> [Instructions to follow] Go through the data below and return each line where the string "target" occurs.

> [Given data]
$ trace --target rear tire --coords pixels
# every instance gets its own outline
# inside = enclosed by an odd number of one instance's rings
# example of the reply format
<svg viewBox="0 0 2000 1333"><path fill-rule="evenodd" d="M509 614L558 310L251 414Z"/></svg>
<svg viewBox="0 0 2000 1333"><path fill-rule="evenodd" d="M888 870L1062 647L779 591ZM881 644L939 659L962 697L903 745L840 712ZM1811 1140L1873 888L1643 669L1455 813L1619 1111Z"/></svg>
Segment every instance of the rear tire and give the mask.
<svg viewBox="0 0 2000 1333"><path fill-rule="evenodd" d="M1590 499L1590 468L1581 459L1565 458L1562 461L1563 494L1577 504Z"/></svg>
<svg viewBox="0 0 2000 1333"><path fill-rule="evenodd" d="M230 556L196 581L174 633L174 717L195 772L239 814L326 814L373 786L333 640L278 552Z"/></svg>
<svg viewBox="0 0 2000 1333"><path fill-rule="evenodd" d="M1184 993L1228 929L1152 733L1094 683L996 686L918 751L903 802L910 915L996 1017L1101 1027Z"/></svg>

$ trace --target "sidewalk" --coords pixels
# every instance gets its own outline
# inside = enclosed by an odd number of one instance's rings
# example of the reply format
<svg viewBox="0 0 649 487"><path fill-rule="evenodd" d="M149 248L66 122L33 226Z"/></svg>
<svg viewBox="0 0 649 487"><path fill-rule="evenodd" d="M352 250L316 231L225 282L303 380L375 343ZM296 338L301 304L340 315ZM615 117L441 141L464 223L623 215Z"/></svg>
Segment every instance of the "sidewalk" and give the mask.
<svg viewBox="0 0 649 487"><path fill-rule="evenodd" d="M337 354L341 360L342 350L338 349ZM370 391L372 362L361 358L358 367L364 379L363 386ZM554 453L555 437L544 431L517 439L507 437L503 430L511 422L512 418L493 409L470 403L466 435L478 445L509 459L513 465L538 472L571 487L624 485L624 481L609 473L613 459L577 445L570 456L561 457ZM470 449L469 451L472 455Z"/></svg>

> [Solution for this task]
$ trace --target rear tire --coords pixels
$ trace --target "sidewalk" --coords pixels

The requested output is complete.